What you need to do: Your answer must be every line below, repeated exactly.
########################################
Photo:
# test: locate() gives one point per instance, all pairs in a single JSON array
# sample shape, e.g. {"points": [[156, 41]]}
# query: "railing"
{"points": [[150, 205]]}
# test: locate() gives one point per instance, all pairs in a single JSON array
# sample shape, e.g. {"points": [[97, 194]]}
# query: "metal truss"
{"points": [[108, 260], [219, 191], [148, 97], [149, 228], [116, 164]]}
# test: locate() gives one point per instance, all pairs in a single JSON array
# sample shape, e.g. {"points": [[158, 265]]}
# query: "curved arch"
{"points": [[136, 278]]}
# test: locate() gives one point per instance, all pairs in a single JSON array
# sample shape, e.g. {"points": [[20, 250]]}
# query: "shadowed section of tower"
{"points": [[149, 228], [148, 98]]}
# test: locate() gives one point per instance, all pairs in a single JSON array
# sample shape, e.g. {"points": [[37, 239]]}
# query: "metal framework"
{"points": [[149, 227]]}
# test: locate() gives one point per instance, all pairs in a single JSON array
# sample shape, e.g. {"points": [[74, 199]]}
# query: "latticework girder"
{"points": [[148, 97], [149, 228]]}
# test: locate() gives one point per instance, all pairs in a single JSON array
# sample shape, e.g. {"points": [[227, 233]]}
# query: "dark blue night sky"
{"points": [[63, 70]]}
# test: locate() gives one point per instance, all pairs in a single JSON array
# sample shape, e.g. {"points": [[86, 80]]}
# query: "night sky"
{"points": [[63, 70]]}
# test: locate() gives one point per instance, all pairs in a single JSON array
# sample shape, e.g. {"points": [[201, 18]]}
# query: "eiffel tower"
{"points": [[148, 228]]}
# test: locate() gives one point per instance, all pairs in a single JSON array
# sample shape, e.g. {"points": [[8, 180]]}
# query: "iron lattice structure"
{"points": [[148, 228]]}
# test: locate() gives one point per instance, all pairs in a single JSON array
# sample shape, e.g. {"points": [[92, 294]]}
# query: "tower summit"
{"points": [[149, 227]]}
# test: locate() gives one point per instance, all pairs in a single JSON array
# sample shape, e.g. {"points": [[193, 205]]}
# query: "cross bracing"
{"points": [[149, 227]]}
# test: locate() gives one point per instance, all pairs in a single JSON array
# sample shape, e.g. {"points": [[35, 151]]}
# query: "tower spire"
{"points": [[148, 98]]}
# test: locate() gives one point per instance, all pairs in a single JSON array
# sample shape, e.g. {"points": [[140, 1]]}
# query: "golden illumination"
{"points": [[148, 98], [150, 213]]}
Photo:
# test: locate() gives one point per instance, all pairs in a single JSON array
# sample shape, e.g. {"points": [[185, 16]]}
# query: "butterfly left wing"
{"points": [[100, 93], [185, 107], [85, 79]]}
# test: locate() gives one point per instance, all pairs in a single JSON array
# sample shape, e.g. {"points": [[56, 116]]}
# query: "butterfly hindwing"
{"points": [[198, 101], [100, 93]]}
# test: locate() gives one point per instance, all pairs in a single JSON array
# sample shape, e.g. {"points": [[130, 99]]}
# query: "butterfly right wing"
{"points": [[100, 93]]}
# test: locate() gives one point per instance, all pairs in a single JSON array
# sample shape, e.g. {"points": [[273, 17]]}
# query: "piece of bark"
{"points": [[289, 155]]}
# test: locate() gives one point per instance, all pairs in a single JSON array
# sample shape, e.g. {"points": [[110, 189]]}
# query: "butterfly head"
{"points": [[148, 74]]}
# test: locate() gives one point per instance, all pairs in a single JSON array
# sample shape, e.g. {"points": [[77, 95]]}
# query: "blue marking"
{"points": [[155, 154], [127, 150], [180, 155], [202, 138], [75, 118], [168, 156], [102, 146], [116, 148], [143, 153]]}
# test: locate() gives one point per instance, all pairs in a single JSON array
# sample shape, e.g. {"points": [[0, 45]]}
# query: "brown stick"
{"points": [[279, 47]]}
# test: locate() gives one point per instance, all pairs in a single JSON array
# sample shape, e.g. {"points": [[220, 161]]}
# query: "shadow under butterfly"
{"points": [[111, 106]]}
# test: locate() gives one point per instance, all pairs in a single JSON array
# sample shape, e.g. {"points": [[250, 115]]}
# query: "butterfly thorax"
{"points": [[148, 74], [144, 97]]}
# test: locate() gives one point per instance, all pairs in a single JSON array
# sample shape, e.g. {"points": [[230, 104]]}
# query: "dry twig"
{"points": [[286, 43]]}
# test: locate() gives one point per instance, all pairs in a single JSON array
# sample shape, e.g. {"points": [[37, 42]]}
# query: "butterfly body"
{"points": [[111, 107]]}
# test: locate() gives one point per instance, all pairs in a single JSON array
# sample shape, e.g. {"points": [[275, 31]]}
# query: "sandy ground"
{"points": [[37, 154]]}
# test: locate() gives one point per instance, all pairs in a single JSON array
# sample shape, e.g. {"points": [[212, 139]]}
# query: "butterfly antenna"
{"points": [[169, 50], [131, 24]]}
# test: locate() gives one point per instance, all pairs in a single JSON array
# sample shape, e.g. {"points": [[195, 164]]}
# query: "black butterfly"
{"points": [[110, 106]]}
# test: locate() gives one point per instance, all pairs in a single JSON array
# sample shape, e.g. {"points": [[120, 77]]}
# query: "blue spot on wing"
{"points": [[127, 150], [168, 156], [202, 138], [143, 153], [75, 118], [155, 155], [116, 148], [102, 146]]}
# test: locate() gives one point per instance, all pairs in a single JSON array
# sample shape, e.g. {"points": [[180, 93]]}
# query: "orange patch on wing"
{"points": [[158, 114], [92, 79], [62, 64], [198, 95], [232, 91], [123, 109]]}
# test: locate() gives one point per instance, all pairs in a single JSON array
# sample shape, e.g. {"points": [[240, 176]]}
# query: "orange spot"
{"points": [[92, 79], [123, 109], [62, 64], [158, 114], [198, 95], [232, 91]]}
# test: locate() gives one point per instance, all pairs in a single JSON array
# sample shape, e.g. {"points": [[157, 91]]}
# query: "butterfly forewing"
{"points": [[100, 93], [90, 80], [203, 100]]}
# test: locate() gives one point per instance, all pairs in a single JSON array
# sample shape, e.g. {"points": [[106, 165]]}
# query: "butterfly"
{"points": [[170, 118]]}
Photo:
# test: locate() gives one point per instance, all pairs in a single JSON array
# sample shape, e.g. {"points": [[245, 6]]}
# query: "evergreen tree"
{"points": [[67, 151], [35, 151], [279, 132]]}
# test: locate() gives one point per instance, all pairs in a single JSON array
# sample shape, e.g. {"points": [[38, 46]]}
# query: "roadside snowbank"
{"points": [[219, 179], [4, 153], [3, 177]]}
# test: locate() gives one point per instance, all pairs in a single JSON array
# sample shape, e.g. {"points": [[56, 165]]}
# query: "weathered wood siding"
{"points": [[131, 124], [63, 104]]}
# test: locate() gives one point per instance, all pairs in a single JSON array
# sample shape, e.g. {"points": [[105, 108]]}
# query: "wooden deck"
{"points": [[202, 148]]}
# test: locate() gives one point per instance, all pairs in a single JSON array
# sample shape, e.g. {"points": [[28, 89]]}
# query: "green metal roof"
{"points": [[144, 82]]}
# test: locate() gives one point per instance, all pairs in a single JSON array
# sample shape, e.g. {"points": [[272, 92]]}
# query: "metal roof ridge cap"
########################################
Result for this exercise:
Photo:
# test: locate() gives one point per instance, all pairs in a single JSON array
# sample shape, e.g. {"points": [[156, 41]]}
# query: "railing"
{"points": [[150, 205]]}
# test: locate() gives one point per instance, all pairs in a single JSON array
# sample shape, e.g. {"points": [[97, 194]]}
# query: "metal truss"
{"points": [[108, 260], [219, 191], [148, 97], [149, 228], [116, 164]]}
# test: locate() gives one point per instance, all pairs in a single JSON array
# sample shape, e.g. {"points": [[158, 265]]}
# query: "curved arch"
{"points": [[136, 278]]}
# test: locate() gives one point per instance, all pairs in a single JSON array
# sample shape, e.g. {"points": [[20, 250]]}
# query: "shadowed section of tower"
{"points": [[149, 228], [148, 98]]}
# test: locate() gives one point per instance, all pairs in a single JSON array
# sample shape, e.g. {"points": [[37, 239]]}
# query: "metal framework"
{"points": [[149, 227]]}
# test: locate() gives one point per instance, all pairs in a single JSON array
# sample shape, e.g. {"points": [[74, 199]]}
# query: "latticework girder"
{"points": [[148, 97], [149, 228]]}
# test: locate() gives one point per instance, all pairs in a single JSON array
# sample shape, e.g. {"points": [[227, 233]]}
# query: "dark blue night sky"
{"points": [[63, 70]]}
# test: locate() gives one point per instance, all pairs in a single JSON array
# sample shape, e.g. {"points": [[86, 80]]}
# query: "night sky"
{"points": [[63, 70]]}
# test: locate() gives one point per instance, all pairs in a single JSON array
# sample shape, e.g. {"points": [[201, 18]]}
# query: "eiffel tower"
{"points": [[148, 228]]}
# test: locate() gives one point per instance, all pairs in a single JSON array
# sample shape, e.g. {"points": [[8, 180]]}
# query: "iron lattice structure"
{"points": [[148, 228]]}
# test: locate() gives one point per instance, all pairs in a single JSON array
# sample shape, e.g. {"points": [[92, 294]]}
# query: "tower summit"
{"points": [[149, 227]]}
# test: locate() gives one point per instance, all pairs in a single JSON array
# sample shape, e.g. {"points": [[193, 205]]}
# query: "cross bracing"
{"points": [[149, 227]]}
# test: locate() gives one point per instance, all pairs in a single JSON array
# sample shape, e.g. {"points": [[35, 151]]}
# query: "tower spire"
{"points": [[148, 98]]}
# test: locate() gives one point per instance, all pairs in a single JSON array
# sample shape, e.g. {"points": [[140, 1]]}
# query: "golden illumination"
{"points": [[148, 98], [150, 213]]}
Photo:
# test: locate() gives one point per instance, all pairs in a single JSON array
# sample shape, e.g. {"points": [[185, 16]]}
# query: "butterfly left wing"
{"points": [[100, 93], [185, 107], [85, 79]]}
# test: locate() gives one point per instance, all pairs in a single JSON array
# sample shape, e.g. {"points": [[56, 116]]}
# query: "butterfly hindwing"
{"points": [[198, 101], [100, 93]]}
# test: locate() gives one point per instance, all pairs in a single JSON array
# sample shape, e.g. {"points": [[130, 99]]}
# query: "butterfly right wing"
{"points": [[100, 93]]}
# test: locate() gives one point per instance, all pairs in a single JSON array
# sample shape, e.g. {"points": [[273, 17]]}
# query: "piece of bark"
{"points": [[289, 155]]}
# test: locate() gives one point per instance, all pairs in a single JSON array
# sample shape, e.g. {"points": [[110, 189]]}
# query: "butterfly head"
{"points": [[148, 74]]}
# test: locate() gives one point per instance, all pairs in a single JSON array
# sample shape, e.g. {"points": [[77, 95]]}
# query: "blue marking"
{"points": [[155, 154], [127, 150], [180, 155], [202, 138], [75, 118], [168, 156], [102, 146], [116, 148], [143, 153]]}
# test: locate() gives one point per instance, all pairs in a single JSON array
# sample shape, e.g. {"points": [[0, 45]]}
# query: "brown stick"
{"points": [[279, 47]]}
# test: locate() gives one point per instance, all pairs in a single JSON array
# sample shape, e.g. {"points": [[220, 161]]}
# query: "shadow under butterfly"
{"points": [[111, 106]]}
# test: locate() gives one point per instance, all pairs in a single JSON array
# sample shape, e.g. {"points": [[250, 115]]}
# query: "butterfly thorax"
{"points": [[148, 74], [144, 97]]}
# test: locate() gives one point per instance, all pairs in a single JSON array
# sample shape, e.g. {"points": [[230, 104]]}
# query: "dry twig"
{"points": [[286, 43]]}
# test: locate() gives one point per instance, all pairs in a single JSON array
# sample shape, e.g. {"points": [[37, 42]]}
# query: "butterfly body"
{"points": [[111, 107]]}
# test: locate() gives one point per instance, all pairs in a single JSON array
# sample shape, e.g. {"points": [[275, 31]]}
# query: "sandy ground"
{"points": [[37, 154]]}
# test: locate() gives one point per instance, all pairs in a single JSON array
# sample shape, e.g. {"points": [[212, 139]]}
# query: "butterfly antenna"
{"points": [[169, 50], [131, 24]]}
# test: locate() gives one point per instance, all pairs in a single JSON array
# sample shape, e.g. {"points": [[195, 164]]}
# query: "black butterfly"
{"points": [[110, 106]]}
# test: locate() gives one point per instance, all pairs in a single JSON array
# sample shape, e.g. {"points": [[120, 77]]}
# query: "blue spot on wing"
{"points": [[127, 150], [168, 156], [202, 138], [143, 153], [75, 118], [155, 155], [116, 148], [102, 146]]}
# test: locate() gives one point per instance, all pairs in a single JSON array
# sample shape, e.g. {"points": [[180, 93]]}
# query: "orange patch on wing"
{"points": [[158, 114], [92, 79], [62, 64], [198, 95], [232, 91], [123, 109]]}
# test: locate() gives one point per instance, all pairs in a single JSON array
# sample shape, e.g. {"points": [[240, 176]]}
# query: "orange spot"
{"points": [[92, 79], [123, 109], [62, 64], [158, 114], [198, 95], [232, 91]]}
# test: locate() gives one point per instance, all pairs in a single JSON array
# sample shape, e.g. {"points": [[157, 91]]}
# query: "butterfly forewing"
{"points": [[100, 93], [90, 80], [203, 100]]}
# test: locate() gives one point per instance, all pairs in a single JSON array
# sample shape, e.g. {"points": [[106, 165]]}
# query: "butterfly"
{"points": [[170, 118]]}
Photo:
# test: locate() gives one point per instance, all pairs in a single JSON array
# sample shape, e.g. {"points": [[245, 6]]}
# query: "evergreen tree"
{"points": [[67, 151], [35, 151], [279, 132]]}
# test: locate() gives one point per instance, all pairs in a single JSON array
# sample shape, e.g. {"points": [[38, 46]]}
# query: "roadside snowbank"
{"points": [[219, 179], [4, 153], [3, 177]]}
# test: locate() gives one point per instance, all pairs in a single JSON array
# sample shape, e.g. {"points": [[56, 165]]}
# query: "weathered wood siding"
{"points": [[131, 124], [63, 104]]}
# test: locate() gives one point per instance, all pairs in a single JSON array
# sample shape, e.g. {"points": [[105, 108]]}
# query: "wooden deck"
{"points": [[202, 148]]}
# test: locate() gives one point per instance, all pairs in a single JSON array
# sample shape, e.g. {"points": [[28, 89]]}
# query: "green metal roof"
{"points": [[144, 82]]}
# test: locate() gives one point per instance, all pairs in a single JSON array
# sample shape, e.g. {"points": [[272, 92]]}
# query: "metal roof ridge cap"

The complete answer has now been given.